— START INPUT FOR THIS TASK —

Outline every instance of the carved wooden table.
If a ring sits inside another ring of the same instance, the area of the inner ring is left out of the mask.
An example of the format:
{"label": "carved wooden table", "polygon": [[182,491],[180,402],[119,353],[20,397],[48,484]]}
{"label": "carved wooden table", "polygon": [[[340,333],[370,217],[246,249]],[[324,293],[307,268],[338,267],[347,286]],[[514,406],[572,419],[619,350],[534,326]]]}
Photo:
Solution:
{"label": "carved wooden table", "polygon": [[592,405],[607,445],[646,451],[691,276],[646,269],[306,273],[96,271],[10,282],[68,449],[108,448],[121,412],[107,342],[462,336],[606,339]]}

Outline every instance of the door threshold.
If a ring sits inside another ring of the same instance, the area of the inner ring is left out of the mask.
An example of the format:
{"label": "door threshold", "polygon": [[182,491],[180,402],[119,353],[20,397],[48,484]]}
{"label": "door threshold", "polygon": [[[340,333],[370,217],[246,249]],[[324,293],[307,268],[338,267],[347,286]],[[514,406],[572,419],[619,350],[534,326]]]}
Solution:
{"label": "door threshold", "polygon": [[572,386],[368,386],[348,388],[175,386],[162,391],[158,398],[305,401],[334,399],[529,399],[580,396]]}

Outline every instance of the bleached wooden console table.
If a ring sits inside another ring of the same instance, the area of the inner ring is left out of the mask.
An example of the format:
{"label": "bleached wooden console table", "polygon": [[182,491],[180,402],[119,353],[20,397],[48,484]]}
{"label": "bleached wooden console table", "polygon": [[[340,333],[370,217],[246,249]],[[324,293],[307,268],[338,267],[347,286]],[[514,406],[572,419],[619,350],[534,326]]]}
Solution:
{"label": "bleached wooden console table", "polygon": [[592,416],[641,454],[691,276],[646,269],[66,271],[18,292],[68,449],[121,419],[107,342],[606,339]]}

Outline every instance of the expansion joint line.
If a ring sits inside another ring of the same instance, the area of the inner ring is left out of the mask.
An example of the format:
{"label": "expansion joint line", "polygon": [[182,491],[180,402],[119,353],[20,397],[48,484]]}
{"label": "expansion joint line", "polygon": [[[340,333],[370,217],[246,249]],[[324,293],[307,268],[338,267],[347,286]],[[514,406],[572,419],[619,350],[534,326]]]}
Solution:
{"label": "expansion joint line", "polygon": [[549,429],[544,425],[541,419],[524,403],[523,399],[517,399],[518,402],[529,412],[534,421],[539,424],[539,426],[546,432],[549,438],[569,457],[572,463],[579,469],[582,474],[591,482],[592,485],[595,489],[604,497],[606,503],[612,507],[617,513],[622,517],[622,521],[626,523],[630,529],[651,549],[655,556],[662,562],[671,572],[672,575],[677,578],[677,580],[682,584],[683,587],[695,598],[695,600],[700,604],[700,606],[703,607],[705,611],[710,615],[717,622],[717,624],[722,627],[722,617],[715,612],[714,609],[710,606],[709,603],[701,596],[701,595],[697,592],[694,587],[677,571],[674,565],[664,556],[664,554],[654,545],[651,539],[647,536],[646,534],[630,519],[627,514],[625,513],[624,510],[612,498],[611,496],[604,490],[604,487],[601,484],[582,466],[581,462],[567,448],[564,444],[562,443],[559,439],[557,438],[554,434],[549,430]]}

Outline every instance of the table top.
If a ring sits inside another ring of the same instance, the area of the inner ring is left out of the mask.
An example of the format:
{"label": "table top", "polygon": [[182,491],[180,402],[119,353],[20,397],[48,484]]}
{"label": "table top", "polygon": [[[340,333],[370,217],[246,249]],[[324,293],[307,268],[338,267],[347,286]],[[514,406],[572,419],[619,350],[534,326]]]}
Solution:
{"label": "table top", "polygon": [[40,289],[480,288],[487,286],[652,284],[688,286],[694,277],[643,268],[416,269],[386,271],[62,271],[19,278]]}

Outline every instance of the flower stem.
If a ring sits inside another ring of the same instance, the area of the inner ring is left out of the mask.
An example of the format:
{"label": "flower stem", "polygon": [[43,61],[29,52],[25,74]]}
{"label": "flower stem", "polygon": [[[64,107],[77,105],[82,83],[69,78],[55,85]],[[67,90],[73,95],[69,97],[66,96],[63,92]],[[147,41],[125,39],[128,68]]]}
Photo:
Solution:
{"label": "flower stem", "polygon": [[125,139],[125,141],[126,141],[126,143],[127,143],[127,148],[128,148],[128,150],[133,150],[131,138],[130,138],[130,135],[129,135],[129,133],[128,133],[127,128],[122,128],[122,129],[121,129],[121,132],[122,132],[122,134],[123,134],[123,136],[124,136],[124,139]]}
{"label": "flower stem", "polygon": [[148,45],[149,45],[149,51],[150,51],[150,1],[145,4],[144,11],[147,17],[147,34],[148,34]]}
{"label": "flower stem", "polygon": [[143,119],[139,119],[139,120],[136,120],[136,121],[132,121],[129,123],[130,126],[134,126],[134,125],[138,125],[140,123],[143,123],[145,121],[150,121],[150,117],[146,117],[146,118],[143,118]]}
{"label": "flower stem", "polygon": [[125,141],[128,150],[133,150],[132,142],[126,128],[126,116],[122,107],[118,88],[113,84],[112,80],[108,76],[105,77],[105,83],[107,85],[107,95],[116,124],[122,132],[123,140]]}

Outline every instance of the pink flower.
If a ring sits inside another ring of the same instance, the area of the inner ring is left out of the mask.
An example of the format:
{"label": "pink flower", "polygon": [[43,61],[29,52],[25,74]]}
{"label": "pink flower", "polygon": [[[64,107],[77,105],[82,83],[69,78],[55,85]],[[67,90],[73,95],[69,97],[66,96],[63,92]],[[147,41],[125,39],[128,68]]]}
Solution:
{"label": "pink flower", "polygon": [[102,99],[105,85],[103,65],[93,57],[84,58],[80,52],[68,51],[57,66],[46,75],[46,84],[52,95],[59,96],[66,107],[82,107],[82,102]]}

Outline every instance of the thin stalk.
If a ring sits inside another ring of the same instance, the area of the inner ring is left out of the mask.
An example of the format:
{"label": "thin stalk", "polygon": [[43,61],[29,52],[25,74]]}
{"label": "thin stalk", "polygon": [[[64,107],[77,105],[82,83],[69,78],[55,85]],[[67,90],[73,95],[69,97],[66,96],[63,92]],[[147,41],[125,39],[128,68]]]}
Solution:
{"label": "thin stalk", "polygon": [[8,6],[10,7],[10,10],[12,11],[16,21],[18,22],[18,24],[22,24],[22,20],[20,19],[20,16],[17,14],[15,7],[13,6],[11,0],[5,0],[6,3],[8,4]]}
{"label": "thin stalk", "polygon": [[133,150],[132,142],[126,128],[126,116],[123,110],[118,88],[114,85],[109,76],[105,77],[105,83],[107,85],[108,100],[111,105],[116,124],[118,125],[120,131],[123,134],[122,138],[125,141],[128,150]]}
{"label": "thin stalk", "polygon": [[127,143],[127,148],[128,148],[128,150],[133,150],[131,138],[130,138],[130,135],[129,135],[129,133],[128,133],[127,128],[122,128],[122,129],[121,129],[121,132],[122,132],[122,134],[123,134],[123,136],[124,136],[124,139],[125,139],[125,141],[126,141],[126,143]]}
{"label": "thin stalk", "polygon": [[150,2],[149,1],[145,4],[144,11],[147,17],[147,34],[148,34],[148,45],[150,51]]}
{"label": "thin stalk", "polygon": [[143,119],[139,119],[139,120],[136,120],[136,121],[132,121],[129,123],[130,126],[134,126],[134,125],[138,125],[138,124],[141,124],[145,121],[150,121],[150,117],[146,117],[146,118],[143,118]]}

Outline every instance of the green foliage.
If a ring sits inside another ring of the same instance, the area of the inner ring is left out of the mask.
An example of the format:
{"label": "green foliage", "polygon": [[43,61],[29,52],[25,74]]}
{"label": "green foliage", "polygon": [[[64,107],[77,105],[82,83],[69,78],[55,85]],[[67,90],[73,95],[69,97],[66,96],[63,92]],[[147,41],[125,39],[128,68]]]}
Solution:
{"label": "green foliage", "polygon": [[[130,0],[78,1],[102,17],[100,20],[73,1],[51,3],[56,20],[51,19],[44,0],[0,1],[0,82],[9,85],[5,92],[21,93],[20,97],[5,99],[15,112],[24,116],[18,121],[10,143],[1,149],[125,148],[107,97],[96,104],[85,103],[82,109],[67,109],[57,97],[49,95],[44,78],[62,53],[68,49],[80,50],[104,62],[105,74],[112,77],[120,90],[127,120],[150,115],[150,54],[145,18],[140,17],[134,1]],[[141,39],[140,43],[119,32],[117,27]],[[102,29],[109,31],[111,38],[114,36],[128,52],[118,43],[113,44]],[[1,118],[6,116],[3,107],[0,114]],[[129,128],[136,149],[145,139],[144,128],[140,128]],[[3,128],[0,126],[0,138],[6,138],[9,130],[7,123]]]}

— END INPUT FOR THIS TASK —

> [WHAT YOU HAVE TO DO]: Write out once more the lines above beginning at the line with "Outline every instance of the green foliage."; continue through the final line and stop there.

> [WRITTEN SOLUTION]:
Outline every instance of the green foliage.
If a ring sits inside another ring of the same instance, the area of the inner ring is left out of the mask.
An example of the format:
{"label": "green foliage", "polygon": [[43,61],[29,52],[25,74]]}
{"label": "green foliage", "polygon": [[[64,107],[77,105],[82,83],[69,78],[55,85]],[[67,90],[73,95],[69,97],[66,96],[63,92]],[[147,41],[125,39],[128,68]]]}
Solution:
{"label": "green foliage", "polygon": [[[130,0],[78,1],[102,17],[100,20],[73,1],[51,3],[56,20],[51,19],[44,0],[0,1],[0,82],[9,85],[5,92],[21,93],[20,97],[5,99],[15,112],[24,116],[18,121],[10,143],[1,149],[125,148],[107,97],[96,104],[85,103],[82,109],[67,109],[57,97],[49,95],[44,78],[62,53],[68,49],[80,50],[104,62],[105,74],[112,77],[120,90],[127,120],[150,115],[150,54],[145,18],[140,17],[134,1]],[[141,39],[140,43],[119,32],[117,27]],[[102,29],[109,31],[111,38],[114,36],[128,52],[118,43],[113,44]],[[1,118],[6,116],[3,107],[0,114]],[[129,128],[136,149],[145,139],[144,128],[140,128]],[[3,128],[0,126],[0,138],[6,138],[9,130],[7,123]]]}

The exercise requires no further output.